**SET PROBLEM 1**
Copy the records below verbatim, starting at the line containing "Expected: for every instance of the outdoor" and continuing through the final line of the records, both ends included.

**PROVIDED PASSAGE**
************

Question

Find the laplace transform of the following: a) t^2 sin kt b) tsin kt

Laplace transform
ANSWERED
asked 2021-03-05
Find the laplace transform of the following:
\(a) t^2 \sin kt\)
\(b) t\sin kt\)

Answers (1)

2021-03-06
\(\text{Step 1}\)
\(\text{Recall the following.}\)
\(L\left\{t^kf(t)\right\}=(-1)^k\frac{d^k}{ds^k}(L\left\{f(t)\right\})\)
\(L\left\{\sin(at)\right\}=\frac{a}{s^2+a^2}\)
\(\text{Step 2}\)
\(\text{(a) Obtain the Laplace transform as follows.}\)
\((a) f(t)=t^2\sin (kt)\)
\(L\left\{\sin(kt)\right\}=\frac{k}{s^2+k^2}\)
\(L\left\{t^2\sin(kt)\right\}=(-1)^2\frac{d^2}{ds^2}(L\left\{\sin(kt)\right\})\)
\(=\frac{d^2}{ds^2}\bigg(\frac{k}{s^2+k^2}\bigg)\)
\(=\frac{d}{ds}\bigg(\frac{d}{ds}\bigg(\frac{k}{s^2+k^2}\bigg)\bigg)\)
\(=\frac{d}{ds}\bigg(-\frac{2ks}{(s^2+k^2)^2}\bigg)\)
\(=-2k\frac{d}{ds}\bigg(\frac{s}{(s^2+k^2)^2}\bigg)\)
\(=-2k\frac{(s^2+k^2)^2\frac{d}{ds}(s)-s\frac{d}{ds}\left[(s^2+k^2)^2\right]}{((s^2+k^2)^2)^2}\)

************

**STORED DATA**
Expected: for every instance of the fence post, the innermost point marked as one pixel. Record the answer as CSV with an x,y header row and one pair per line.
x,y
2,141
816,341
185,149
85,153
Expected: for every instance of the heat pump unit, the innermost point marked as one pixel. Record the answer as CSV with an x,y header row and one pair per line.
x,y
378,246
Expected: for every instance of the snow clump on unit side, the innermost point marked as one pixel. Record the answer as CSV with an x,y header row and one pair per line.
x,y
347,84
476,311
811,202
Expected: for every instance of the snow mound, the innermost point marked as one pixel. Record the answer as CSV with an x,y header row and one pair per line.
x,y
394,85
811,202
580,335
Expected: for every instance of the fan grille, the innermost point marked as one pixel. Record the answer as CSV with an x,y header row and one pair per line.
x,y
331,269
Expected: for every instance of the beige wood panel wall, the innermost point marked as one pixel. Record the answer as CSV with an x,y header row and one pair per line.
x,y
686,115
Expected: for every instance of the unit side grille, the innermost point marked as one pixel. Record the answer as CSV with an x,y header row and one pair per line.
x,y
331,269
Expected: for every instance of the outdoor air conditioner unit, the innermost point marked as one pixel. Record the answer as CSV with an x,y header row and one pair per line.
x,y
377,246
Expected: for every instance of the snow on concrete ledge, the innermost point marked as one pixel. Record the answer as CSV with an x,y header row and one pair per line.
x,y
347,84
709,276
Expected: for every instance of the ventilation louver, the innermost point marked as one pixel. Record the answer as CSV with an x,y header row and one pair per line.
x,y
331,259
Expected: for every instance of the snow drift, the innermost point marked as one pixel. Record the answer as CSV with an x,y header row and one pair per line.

************

**SET PROBLEM 2**
On what date was the Laplace transform question asked?

**TASK OUTPUT 1**
Expected: for every instance of the outdoor air conditioner unit, the innermost point marked as one pixel. Record the answer as CSV with an x,y header row and one pair per line.
x,y
377,246
Expected: for every instance of the snow on concrete ledge, the innermost point marked as one pixel. Record the answer as CSV with an x,y header row and one pair per line.
x,y
347,84
709,276
Expected: for every instance of the ventilation louver, the innermost point marked as one pixel. Record the answer as CSV with an x,y header row and one pair per line.
x,y
331,259
Expected: for every instance of the snow drift, the innermost point marked as one pixel. Record the answer as CSV with an x,y header row and one pair per line.

**TASK OUTPUT 2**
2021-03-05